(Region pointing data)
===

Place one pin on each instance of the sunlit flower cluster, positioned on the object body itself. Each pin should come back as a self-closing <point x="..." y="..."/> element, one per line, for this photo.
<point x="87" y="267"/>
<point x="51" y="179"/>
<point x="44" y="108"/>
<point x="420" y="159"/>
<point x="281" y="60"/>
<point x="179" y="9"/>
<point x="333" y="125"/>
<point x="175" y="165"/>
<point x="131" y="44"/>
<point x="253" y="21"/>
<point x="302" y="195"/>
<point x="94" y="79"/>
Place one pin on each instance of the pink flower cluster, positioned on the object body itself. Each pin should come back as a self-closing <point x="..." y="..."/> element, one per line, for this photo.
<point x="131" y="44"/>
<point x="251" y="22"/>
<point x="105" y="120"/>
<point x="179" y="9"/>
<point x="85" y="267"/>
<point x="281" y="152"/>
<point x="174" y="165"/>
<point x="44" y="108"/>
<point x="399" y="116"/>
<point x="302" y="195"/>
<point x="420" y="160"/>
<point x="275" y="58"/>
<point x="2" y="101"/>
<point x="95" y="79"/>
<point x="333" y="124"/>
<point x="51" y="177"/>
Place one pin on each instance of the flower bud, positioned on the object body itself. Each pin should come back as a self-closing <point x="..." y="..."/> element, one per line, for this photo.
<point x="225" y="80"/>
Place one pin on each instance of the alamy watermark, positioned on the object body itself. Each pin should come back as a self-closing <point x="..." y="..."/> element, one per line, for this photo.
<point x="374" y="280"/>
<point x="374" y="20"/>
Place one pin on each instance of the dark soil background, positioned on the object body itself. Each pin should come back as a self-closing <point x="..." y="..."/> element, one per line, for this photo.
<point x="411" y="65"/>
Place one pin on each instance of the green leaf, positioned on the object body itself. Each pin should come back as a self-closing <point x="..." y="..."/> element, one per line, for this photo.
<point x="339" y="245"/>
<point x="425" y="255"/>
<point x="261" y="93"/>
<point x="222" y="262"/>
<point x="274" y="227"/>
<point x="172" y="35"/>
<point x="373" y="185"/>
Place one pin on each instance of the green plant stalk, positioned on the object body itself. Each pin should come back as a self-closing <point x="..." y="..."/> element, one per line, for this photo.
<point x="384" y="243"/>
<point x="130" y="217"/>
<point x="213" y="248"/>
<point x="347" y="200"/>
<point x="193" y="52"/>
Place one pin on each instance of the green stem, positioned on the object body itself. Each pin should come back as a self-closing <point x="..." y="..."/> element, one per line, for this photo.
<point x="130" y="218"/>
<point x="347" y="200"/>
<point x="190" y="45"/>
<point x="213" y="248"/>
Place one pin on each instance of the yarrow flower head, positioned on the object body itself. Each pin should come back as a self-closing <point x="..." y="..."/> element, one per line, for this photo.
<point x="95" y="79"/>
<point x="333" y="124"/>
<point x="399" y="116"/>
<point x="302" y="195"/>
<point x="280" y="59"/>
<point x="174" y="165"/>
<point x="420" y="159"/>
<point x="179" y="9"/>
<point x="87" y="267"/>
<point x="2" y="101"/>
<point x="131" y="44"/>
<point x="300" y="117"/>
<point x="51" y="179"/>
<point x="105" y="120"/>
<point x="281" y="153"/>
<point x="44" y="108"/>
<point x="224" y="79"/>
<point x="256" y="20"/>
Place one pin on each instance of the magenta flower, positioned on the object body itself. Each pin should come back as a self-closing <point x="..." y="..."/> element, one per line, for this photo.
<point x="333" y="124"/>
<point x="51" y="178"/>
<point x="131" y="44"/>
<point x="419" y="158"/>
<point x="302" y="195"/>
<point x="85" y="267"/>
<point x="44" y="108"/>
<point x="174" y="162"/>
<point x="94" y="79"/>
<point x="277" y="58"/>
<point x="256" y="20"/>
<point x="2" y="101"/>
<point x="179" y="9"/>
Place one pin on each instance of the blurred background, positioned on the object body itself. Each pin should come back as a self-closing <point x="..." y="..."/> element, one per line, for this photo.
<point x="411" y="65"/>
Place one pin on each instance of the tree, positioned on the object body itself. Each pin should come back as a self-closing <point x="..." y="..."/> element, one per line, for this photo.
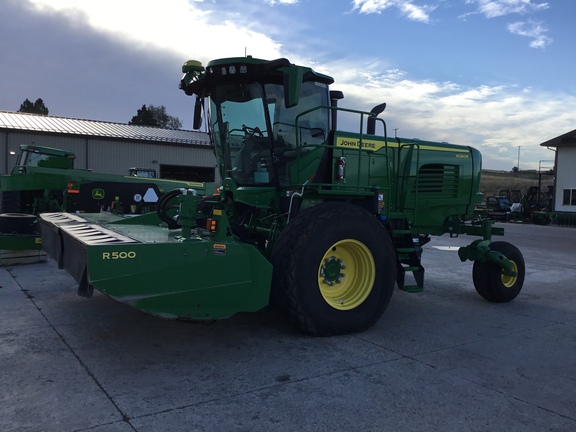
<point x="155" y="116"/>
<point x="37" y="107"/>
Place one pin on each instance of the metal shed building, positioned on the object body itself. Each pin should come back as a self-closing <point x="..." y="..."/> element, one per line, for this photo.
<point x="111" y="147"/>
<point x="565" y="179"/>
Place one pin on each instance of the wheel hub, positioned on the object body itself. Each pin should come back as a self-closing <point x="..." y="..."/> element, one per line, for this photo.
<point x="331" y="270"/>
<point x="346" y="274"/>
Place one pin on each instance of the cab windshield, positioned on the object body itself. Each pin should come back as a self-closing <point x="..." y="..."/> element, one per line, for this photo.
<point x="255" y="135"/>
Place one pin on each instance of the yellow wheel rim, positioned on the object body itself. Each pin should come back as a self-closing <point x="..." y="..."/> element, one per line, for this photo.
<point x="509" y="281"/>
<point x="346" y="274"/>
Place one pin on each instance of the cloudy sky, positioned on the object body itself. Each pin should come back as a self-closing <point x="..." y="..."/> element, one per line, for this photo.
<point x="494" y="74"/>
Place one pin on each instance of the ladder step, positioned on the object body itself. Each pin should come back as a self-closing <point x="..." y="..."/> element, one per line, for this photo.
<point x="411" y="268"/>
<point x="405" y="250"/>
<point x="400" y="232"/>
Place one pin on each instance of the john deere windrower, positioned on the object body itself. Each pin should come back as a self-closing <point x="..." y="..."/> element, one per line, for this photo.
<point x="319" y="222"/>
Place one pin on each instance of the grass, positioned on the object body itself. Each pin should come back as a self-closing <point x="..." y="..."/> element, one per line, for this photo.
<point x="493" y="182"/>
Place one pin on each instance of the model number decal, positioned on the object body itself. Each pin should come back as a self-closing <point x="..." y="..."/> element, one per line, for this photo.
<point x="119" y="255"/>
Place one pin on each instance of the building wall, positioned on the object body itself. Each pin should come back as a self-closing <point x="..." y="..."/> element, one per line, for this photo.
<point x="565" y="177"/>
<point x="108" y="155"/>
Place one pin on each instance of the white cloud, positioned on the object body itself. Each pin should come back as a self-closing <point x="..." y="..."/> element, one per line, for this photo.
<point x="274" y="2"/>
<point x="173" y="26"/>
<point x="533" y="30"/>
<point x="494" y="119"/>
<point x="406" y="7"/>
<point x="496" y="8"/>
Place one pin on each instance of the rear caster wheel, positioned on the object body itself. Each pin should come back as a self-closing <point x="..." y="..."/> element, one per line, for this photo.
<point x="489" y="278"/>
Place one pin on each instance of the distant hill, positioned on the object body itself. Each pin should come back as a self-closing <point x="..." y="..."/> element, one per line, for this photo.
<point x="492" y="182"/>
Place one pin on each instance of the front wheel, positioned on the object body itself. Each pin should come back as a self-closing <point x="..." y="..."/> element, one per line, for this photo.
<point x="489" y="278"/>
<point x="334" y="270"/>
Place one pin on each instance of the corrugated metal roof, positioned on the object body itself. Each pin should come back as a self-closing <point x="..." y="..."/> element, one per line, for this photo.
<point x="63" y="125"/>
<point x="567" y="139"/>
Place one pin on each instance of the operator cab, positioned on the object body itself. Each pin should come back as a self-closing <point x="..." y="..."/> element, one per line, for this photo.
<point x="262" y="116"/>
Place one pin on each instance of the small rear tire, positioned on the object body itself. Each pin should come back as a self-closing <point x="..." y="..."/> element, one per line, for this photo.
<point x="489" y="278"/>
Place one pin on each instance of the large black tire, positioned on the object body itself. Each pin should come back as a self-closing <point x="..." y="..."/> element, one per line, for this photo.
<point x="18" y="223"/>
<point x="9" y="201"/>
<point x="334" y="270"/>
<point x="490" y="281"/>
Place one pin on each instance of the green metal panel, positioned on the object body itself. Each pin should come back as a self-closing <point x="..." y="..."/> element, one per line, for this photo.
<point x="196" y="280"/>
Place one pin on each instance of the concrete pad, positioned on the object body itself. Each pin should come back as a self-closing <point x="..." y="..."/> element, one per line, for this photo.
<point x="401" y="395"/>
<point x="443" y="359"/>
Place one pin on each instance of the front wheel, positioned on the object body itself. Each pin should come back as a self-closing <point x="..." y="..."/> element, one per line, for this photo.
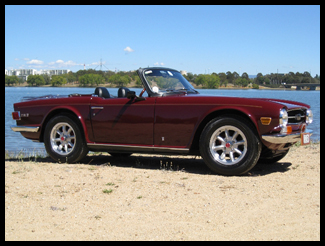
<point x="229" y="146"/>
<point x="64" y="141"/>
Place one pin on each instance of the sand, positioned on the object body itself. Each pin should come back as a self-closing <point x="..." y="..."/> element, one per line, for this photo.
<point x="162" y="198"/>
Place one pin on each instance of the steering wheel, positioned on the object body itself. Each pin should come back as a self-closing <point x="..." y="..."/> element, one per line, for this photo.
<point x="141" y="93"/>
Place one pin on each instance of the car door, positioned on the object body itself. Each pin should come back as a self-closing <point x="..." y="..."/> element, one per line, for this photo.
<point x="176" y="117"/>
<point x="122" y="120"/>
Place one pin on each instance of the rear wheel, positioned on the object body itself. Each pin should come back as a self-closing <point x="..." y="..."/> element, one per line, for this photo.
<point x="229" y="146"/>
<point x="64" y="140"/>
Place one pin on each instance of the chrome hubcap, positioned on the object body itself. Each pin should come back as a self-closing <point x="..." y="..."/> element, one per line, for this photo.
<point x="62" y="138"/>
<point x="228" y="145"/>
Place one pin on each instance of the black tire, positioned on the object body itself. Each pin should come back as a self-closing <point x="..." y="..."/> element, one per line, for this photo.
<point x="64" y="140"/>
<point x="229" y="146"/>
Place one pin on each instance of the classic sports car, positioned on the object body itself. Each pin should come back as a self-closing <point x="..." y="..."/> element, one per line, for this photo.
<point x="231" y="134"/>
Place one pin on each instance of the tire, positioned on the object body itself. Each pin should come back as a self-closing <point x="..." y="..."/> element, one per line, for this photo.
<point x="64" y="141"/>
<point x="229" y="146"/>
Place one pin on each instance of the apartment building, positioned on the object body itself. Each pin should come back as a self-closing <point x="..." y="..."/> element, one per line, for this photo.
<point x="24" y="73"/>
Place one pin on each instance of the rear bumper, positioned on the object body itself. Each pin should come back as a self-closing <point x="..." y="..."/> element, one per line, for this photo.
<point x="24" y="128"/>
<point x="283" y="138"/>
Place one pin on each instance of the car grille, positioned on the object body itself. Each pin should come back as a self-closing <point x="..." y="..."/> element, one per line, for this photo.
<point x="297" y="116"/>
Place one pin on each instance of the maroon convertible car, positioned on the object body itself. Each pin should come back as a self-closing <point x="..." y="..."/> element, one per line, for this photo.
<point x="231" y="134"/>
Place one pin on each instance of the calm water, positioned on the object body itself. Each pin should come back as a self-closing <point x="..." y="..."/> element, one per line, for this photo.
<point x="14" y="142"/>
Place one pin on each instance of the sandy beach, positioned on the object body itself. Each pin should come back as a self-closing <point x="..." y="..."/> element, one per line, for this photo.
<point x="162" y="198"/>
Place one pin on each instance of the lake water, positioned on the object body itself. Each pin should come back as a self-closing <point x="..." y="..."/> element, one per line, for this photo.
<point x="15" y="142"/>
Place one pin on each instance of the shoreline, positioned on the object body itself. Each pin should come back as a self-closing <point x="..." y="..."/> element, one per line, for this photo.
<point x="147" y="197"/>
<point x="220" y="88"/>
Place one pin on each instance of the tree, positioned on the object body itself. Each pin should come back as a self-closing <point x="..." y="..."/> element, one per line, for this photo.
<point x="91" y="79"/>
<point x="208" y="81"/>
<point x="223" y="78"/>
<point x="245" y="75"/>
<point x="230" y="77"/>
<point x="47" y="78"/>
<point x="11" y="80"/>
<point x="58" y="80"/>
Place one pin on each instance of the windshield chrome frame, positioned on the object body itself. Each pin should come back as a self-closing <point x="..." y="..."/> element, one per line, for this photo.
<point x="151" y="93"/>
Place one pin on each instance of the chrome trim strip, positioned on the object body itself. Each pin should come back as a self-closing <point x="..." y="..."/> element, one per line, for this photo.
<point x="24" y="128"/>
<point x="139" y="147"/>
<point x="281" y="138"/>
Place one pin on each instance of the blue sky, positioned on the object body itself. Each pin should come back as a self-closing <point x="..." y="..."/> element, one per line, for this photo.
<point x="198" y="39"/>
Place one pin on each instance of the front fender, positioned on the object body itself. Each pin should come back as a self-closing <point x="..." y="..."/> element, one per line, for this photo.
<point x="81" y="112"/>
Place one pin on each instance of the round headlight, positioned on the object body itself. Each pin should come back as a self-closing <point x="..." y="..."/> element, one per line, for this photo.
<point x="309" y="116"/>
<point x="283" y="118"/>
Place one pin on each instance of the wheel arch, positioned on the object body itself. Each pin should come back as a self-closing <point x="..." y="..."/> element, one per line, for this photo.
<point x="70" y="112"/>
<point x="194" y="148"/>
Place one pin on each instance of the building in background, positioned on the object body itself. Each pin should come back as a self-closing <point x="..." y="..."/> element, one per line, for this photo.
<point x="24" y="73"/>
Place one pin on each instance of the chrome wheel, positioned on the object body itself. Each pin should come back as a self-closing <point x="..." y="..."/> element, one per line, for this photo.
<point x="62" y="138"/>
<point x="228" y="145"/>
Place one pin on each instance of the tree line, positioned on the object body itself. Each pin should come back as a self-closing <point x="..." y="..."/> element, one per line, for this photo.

===

* **ACTIVITY**
Set down exactly, and only, the lines of the data above from the line containing "Place one pin on each instance of the chrome trim" through the last one.

* **TASK SOLUTION**
Place one pin on each instance of the chrome trim strip, positioned on the object body itself. Each pin should come back as a self-closing <point x="..." y="..."/> element, one per line, for this photo.
<point x="24" y="128"/>
<point x="139" y="147"/>
<point x="281" y="138"/>
Place one pin on each instance of the blue sky, positioned on the object body itself. Each pin should come back as a self-closing <point x="..." y="..."/> element, one per line, for this photo.
<point x="198" y="39"/>
Place one pin on each instance of the front fender, positioned on the object body itself. Each pin should come back as a self-closing <point x="..." y="..."/> element, one per line, for this photo.
<point x="81" y="112"/>
Place one pin on each instance of the round headlight, positioned on the object body itself. Each pin should come back as a self-closing <point x="..." y="..."/> element, one per line, for this photo.
<point x="309" y="116"/>
<point x="283" y="118"/>
Place one pin on each instance of the wheel arch, positioned on the object body itself. Each pin should come back as a self-closing <point x="..." y="..."/> element, one per line, for this photo.
<point x="70" y="112"/>
<point x="194" y="148"/>
Place one pin on each instance of the building in background, positioned on the object body itself. Each pin should come back as a self-closing <point x="..." y="..."/> element, one per line, for this photo.
<point x="24" y="73"/>
Place one pin on each instance of the chrome wheel, positioned on the object body itself. Each pin should come back as a self-closing <point x="..." y="..."/> element, one per line, for this photo.
<point x="62" y="138"/>
<point x="228" y="145"/>
Place one pin on each instance of the tree line, positioned on the object body itself. Each pin should come back as a self-closing <point x="..." y="..."/> element, one per line, for this photo.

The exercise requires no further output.